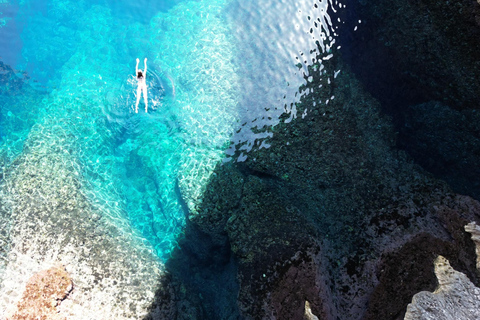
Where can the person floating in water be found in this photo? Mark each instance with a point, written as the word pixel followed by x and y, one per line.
pixel 141 85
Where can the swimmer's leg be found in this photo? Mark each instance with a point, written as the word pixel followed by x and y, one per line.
pixel 145 98
pixel 139 92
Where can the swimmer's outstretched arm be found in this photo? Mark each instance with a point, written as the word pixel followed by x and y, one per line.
pixel 145 61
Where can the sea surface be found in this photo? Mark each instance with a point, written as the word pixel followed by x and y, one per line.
pixel 220 75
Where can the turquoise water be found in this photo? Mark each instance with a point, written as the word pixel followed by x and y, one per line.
pixel 220 75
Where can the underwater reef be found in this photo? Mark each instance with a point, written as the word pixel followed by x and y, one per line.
pixel 366 206
pixel 345 214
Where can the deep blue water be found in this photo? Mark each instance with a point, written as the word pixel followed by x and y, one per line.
pixel 218 72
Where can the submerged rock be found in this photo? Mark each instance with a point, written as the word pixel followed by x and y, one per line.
pixel 49 220
pixel 331 213
pixel 44 291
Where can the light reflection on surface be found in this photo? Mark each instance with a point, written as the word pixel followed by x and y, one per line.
pixel 276 41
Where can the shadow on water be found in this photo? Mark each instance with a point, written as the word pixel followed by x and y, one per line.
pixel 421 66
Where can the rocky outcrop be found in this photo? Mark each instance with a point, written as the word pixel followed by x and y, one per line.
pixel 45 290
pixel 331 213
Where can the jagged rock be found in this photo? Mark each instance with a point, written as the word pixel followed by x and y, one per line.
pixel 474 229
pixel 44 291
pixel 456 297
pixel 308 312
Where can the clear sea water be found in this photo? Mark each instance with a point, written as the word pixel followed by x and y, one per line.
pixel 220 74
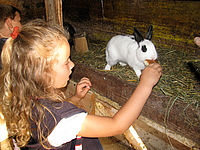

==========

Put each line of the rows above into a JSON list of strings, one string per line, with blank lines and the pictures left out.

[
  "Where can the person floating in water be found in this photo? Mark each instance with a point, written as the word pixel followed by x and y, one per line.",
  "pixel 141 85",
  "Where can the swimmer's leg be found in this photo? Mark each instance with a point, written as the word pixel followed by x and y, one per line.",
  "pixel 145 98",
  "pixel 139 92",
  "Where can the swimmer's outstretched arm be found in this photo? Mark each instance with a point, written as the word pixel followed by x and y, one per line.",
  "pixel 145 61",
  "Where can the sea surface be found in this photo? Mark each instance with a point, written as the word pixel followed by x and y, one per line.",
  "pixel 220 75",
  "Where can the turquoise water be found in this photo? Mark each instance with a point, written as the word pixel followed by x and y, one per line.",
  "pixel 220 75",
  "Where can the underwater reef be found in this photo? Mark each instance with a point, written as the word pixel followed by x and y, one per line.",
  "pixel 366 206",
  "pixel 345 214",
  "Where can the deep blue water be found in this photo? Mark each instance with a point, written as the word pixel followed by x and y, one per line.",
  "pixel 218 72",
  "Where can the submerged rock be found in this photo? Mark each instance with a point, written as the word pixel followed by x and y, one per line.",
  "pixel 49 220",
  "pixel 331 213",
  "pixel 44 291",
  "Where can the light reflection on surface be found in this photo? Mark each instance with a point, written as the word pixel followed by x and y, one per line.",
  "pixel 276 41",
  "Where can the shadow on water be found in this photo? Mark each instance with a point, written as the word pixel followed by x and y, one per line.",
  "pixel 421 66",
  "Where can the rocky outcrop be found in this photo? Mark each instance with a point, written as the word pixel followed by x and y, one per line.",
  "pixel 45 290",
  "pixel 331 213",
  "Where can the jagged rock be found in this photo? Mark each instance with a point, written as the word pixel followed by x and y, one per line.",
  "pixel 474 229",
  "pixel 44 291",
  "pixel 456 297",
  "pixel 308 312",
  "Where can the clear sea water be found in this photo? Mark each instance with a point, written as the word pixel followed by x and y, one per line.",
  "pixel 220 74"
]